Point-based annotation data
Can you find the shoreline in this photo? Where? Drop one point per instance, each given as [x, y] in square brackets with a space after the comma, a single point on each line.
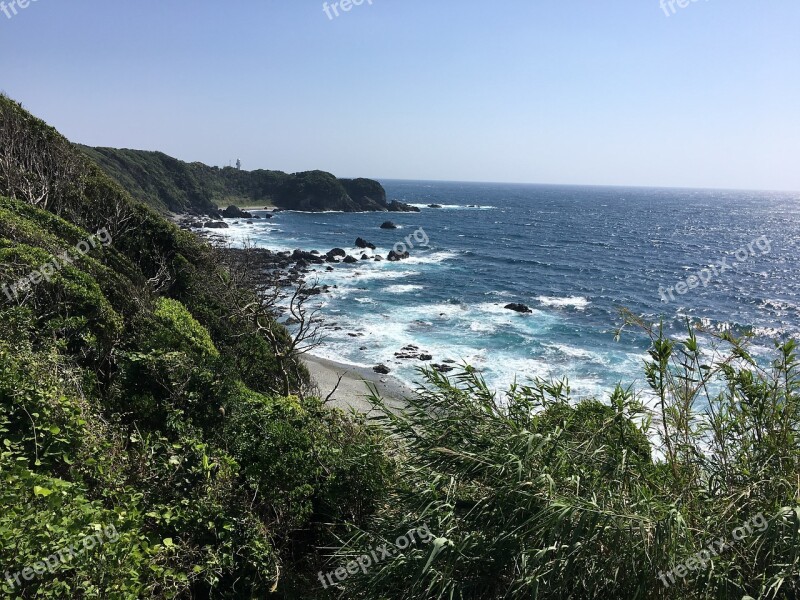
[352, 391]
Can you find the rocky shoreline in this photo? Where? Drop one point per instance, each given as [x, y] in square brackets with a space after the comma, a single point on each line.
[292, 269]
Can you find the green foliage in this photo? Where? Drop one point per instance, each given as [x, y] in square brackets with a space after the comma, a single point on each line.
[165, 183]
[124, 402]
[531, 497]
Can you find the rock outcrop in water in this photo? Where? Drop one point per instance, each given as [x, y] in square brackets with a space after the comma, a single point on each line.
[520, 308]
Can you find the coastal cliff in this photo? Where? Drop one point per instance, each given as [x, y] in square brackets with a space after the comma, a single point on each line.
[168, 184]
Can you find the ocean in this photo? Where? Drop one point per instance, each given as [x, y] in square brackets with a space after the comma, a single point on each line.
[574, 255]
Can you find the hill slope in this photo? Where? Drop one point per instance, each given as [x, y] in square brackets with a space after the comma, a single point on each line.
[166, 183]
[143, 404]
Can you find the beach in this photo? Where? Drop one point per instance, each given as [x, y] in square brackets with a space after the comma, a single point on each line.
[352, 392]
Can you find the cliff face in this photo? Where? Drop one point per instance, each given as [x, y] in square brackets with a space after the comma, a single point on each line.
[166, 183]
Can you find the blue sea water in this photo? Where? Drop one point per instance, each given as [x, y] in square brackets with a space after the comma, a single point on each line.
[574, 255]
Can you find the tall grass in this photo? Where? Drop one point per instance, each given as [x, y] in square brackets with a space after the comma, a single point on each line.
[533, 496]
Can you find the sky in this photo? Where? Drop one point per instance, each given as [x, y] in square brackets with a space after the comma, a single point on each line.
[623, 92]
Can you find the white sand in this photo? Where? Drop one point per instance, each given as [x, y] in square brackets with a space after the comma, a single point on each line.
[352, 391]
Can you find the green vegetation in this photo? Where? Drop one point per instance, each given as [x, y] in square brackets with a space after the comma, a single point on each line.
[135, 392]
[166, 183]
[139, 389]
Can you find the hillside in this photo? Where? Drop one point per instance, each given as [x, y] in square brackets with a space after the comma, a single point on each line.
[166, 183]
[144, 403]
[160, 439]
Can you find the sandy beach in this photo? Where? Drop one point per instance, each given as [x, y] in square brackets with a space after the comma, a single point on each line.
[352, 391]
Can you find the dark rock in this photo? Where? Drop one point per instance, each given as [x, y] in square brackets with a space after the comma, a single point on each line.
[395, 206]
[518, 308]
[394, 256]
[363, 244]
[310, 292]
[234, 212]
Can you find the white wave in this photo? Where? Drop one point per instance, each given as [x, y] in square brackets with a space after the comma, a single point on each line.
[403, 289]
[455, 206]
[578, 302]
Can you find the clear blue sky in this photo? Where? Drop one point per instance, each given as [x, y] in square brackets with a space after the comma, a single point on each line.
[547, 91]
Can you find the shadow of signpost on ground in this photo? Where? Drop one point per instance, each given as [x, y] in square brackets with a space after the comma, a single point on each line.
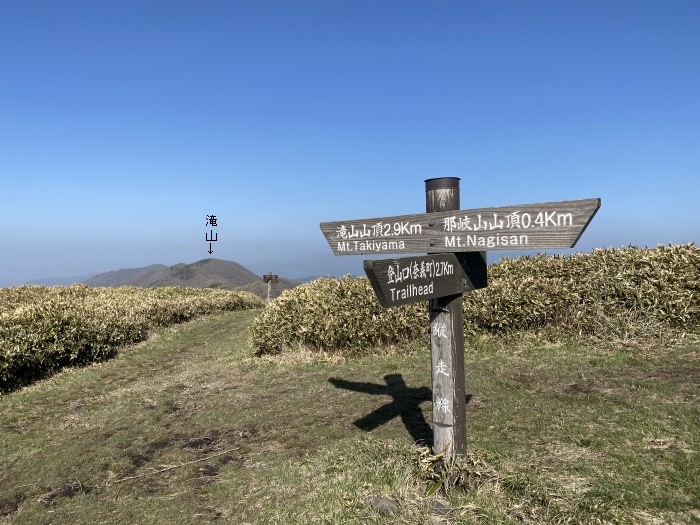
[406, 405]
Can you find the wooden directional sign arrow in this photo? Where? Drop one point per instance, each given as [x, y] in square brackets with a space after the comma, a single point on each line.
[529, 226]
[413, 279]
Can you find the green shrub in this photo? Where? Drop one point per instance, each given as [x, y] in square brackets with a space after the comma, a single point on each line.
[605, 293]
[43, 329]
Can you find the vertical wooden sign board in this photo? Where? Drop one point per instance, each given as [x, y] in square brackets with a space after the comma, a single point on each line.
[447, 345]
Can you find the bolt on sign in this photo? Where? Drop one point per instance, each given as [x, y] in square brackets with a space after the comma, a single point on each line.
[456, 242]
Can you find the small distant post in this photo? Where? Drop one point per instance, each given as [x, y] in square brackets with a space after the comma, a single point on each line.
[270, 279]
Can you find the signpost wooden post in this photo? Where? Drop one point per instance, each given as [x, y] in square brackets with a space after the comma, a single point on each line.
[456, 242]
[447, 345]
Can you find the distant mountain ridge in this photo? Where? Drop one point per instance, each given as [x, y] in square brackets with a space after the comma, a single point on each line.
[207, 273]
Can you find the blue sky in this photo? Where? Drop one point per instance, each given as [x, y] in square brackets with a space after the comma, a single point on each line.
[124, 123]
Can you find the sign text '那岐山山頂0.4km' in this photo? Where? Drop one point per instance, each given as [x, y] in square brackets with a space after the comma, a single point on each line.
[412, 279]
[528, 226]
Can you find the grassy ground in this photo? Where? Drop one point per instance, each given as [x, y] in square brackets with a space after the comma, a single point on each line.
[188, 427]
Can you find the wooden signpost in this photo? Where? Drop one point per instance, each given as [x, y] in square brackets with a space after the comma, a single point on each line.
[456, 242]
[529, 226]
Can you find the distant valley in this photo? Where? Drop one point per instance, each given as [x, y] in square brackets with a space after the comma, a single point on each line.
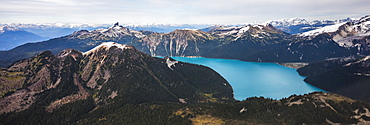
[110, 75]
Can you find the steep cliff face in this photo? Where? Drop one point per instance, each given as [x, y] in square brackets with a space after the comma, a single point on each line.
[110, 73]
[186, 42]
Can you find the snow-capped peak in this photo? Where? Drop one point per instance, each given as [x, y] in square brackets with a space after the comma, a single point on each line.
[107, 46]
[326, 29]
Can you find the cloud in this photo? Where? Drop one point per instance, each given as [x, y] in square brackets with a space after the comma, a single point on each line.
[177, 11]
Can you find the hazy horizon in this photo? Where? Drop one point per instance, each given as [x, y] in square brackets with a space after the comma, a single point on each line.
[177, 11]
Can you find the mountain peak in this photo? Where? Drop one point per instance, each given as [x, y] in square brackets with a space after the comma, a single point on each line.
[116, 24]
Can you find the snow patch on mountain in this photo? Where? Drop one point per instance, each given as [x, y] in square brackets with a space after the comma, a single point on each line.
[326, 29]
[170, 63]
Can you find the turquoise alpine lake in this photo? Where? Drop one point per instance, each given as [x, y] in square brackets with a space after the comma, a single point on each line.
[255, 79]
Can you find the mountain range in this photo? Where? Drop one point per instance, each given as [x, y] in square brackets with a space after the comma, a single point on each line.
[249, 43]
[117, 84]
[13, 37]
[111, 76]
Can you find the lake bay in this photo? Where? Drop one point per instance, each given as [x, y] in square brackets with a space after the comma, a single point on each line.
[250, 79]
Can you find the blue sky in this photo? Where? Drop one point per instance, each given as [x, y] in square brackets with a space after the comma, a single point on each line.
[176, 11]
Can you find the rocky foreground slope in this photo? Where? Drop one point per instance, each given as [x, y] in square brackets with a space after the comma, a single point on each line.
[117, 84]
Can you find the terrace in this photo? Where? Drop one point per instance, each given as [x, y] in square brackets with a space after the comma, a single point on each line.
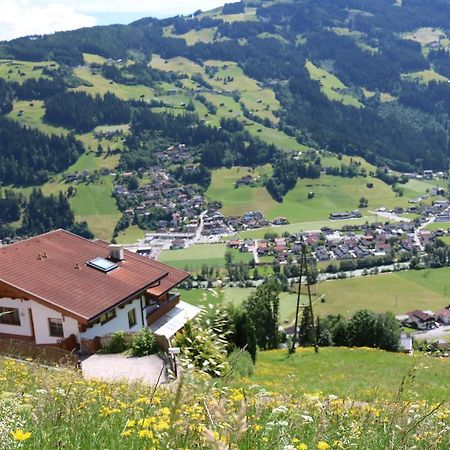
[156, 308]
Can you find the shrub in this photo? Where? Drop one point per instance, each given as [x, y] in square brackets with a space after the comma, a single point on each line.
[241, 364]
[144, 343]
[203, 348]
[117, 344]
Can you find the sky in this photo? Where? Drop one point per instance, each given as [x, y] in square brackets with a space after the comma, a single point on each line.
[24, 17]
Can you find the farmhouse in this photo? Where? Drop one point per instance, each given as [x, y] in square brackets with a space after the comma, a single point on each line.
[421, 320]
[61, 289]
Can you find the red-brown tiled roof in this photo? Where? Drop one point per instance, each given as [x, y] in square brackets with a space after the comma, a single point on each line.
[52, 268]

[Written problem] Print the complete listing exactly as it stands, without its pictures.

[Response to this task]
Can you find the shoreline in this photo? Where? Drop one point per instance, each given as [x, y] in square brackets with a space after the comma, a single point on each line.
[352, 391]
Can you find the rocky shoreline in this photo? Where? Drop one point per instance, each given as [x, y] in square brackets with a space after the comma, a single point on each line.
[292, 269]
Can you find the green foliage in this photo? Where? Drop one point per instance, each given as [x, y] in square brackets with a space after the comma, a single point on each line.
[165, 183]
[124, 402]
[531, 497]
Can you find the rock outcrop in water in this photo? Where? Drop one point per instance, each given as [x, y] in square brackets with a space after the comma, a single point on each line.
[520, 308]
Can you find the coastal cliff in this photo? Where? Drop one point per instance, each given as [x, y] in square brackets with a space after the comma, a single point on each line.
[168, 184]
Can you find the ocean in this photo? Where? Drop one point per instance, each given as [x, y] in square brackets with a space after the comma, a single point on each line.
[574, 255]
Can you find the hill slope in this photo? Where? Drop one point per instance, each given as [x, y] in square brackets with a space after the comma, a single point on each line.
[166, 183]
[143, 404]
Can you find the beach in this photo? Where? Drop one point per instance, each given as [x, y] in square brackets with a space after the comma, a single point on each line.
[352, 392]
Can you find the cliff face in this photo? Where? Drop one point per instance, each given as [x, y] in square brackets with a space after the comma, a single point on each line.
[166, 183]
Can you find the blue sea water in this photo? Where? Drop one point per instance, each given as [x, y] in square brackets with a space after the comma, a single point on each line.
[574, 255]
Can you find the tall grass in this photo? Where? Drop one point per instance, each given as [x, y] in square brackets with a space after the comma, a single point on each line.
[533, 496]
Can you find the sky in this photo? Where? Drop one point per instance, each given as [x, y] in square brackets with a space after the comma, a single point on each line.
[623, 92]
Can you find the white sand in this photo? Where? Drop one point per instance, each given as [x, y] in square brackets with a space after the comma, a single point on each line.
[352, 391]
Can you find the green vegetation in this photo? Where? Drop one point per instance, each given as [x, y] in square brackets with a space after the comma, a single point on each line.
[135, 392]
[166, 183]
[139, 389]
Can you find the hillside in this photo? Where? Drop one point per instance, each given as [x, y] in square brackets with a space after the comma, a single point on each line.
[166, 183]
[144, 403]
[160, 439]
Can you find the sandy beach in this photo? Where? Drop one point per instance, each given as [x, y] in square brackets with a space after the comma, a single point on each line.
[352, 391]
Can you find the dark rock in this photo? Where? Drop one point per instance, each given as [x, y] in square brackets with a space after the comma, a single point on each line.
[395, 206]
[518, 308]
[394, 256]
[363, 244]
[310, 292]
[234, 212]
Can you find the white wave in this photo? Where? Drop one point per instance, each given as [x, y] in square brackets with a space after the comma, a single point on each line.
[403, 289]
[455, 206]
[578, 302]
Can you find the clear blue sky in this photo? Where? Drop one point per instance, each given as [x, y] in square brackets with a space after the comma, a single point on each line.
[547, 91]
Can you find the shadow of signpost on ground in this photo? Where? Drop one point per instance, each given as [x, y] in square brackets with a space after the comma, a single point on each line.
[406, 405]
Can you find the wooden directional sign arrow in this photo? Where? Drop one point per instance, each given as [x, y] in square brackets with a space after the comma, a single point on each line.
[529, 226]
[413, 279]
Can you find the green shrub in this photo? Where? Drop one point per instance, each given as [x, y] in square brackets with a space after the comma, a single point on each line.
[605, 293]
[43, 329]
Can you find the vertical wooden sign board in this photo? Where? Drop one point per instance, each given as [x, y] in square brackets with a space after the comma, a single point on each line.
[447, 345]
Can you find the bolt on sign in this photo? Where? Drop one point per instance, each given as [x, y] in square brackets with a space after the comma, a single point on each line.
[456, 242]
Can you find the small distant post in this photo? Where? Drop one point per instance, each given as [x, y] in square brackets with a space after the comma, a single point on each line.
[270, 279]
Can you find the signpost wooden post in this photo? Where? Drop one point per instance, each given as [x, y] in square brackets with a space after the comma, a single point on each line.
[456, 242]
[447, 345]
Can you find the distant mountain ridge in this photo? Where? Drop one point per instance, each given as [x, y] in square brackets with a space after the comma, a single point on each line.
[207, 273]
Can you find the blue sky in this photo? Where? Drop one point per instance, each given as [x, y] in square brackets with a space after the comma, a single point on each line.
[124, 123]
Can you find the sign text '那岐山山頂0.4km' in this photo? Where? Drop one point per instance, each given as [x, y] in square brackets with a space after the comma, a single point on each line.
[412, 279]
[528, 226]
Can you find the grassy ground in this photo? Where? Drop one point per instance, each given as [x, y] in square brackets with a space after the comma, a single point on each line.
[188, 427]
Can you find the wooden signpost in this photo? Where? Drop one point per instance, each given as [x, y] in square brackets with a space after the comma, a single point on each line.
[456, 242]
[529, 226]
Can you find the distant valley in this photo? Where? Drop one point per instance, each given as [x, y] in square brackets with a space after the comma, a single point on each line.
[110, 75]
Can you find the steep cliff face in this photo? Where? Drop one point per instance, each given as [x, y] in square brackets with a space after the comma, a single point on each line.
[110, 73]
[186, 42]
Can you find the snow-capped peak in this photo? Where? Drop one point per instance, each given as [x, y] in square brackets with a space after the comma, a single point on each line.
[107, 46]
[326, 29]
Can you find the cloud in this photo? Where? Drop one point per instance, each given as [x, y] in square brackets with a space after the comma, a single point on each line.
[177, 11]
Can you find the hazy horizon in this photo? Where? Drop one point per instance, each given as [x, y] in square brackets with a space after the comma, a single point on each line.
[177, 11]
Can you find the mountain peak in this photo? Where? Drop one point per instance, each given as [x, y] in square brackets with a space after the comma, a single point on each line.
[116, 24]
Can you find the snow patch on mountain in this photo? Where? Drop one point per instance, each given as [x, y] in square brackets with a space after the comma, a single point on each line.
[326, 29]
[170, 63]
Can you find the turquoise alpine lake in this photo? Where? Drop one point per instance, each given as [x, y] in square brackets with a space after the comma, a single point on each line.
[255, 79]
Can you find the mountain range in this photo? Where? Drop one point per instance, each given as [x, y] in square brackets with a space after the comma, a single point on each line.
[249, 43]
[117, 84]
[13, 37]
[111, 76]
Can you find the lake bay in this photo? Where? Drop one point per instance, each given as [x, y] in square brackets with a space after the comma, a single point on each line.
[250, 79]
Can you find the blue sky in this photo? Where? Drop one point per instance, each given as [x, y] in square brackets with a space after the comma, a single point on each line.
[176, 11]
Can you find the rocky foreground slope in this photo? Where? Drop one point per instance, each given as [x, y] in square brackets with a space after the comma, a single point on each line.
[117, 84]
Can you find the terrace in this photo? Where? Drop one point per instance, each given as [x, y] in square brackets with a space after the comma, a single point on each line.
[156, 308]
Can you find the shrub in this photo? Where? Drop one point per instance, each given as [x, y] in square brackets with a space after the comma, a single point on each line.
[241, 364]
[144, 343]
[203, 348]
[117, 344]
Can you find the sky in this photo? Where? Drop one point per instance, each given as [x, y] in square brackets with a space after the comma, a single point on each line.
[24, 17]
Can you find the farmhouse in this photo? Where? Drop one point per instance, each given as [x, y] in square brackets with a space after the comma, a single point on each line.
[421, 320]
[61, 289]
Can you find the red-brown tiled roof in this photo? Where? Drop one point per instance, each given as [x, y] in square brackets with a space after the comma, a single point on each line.
[52, 268]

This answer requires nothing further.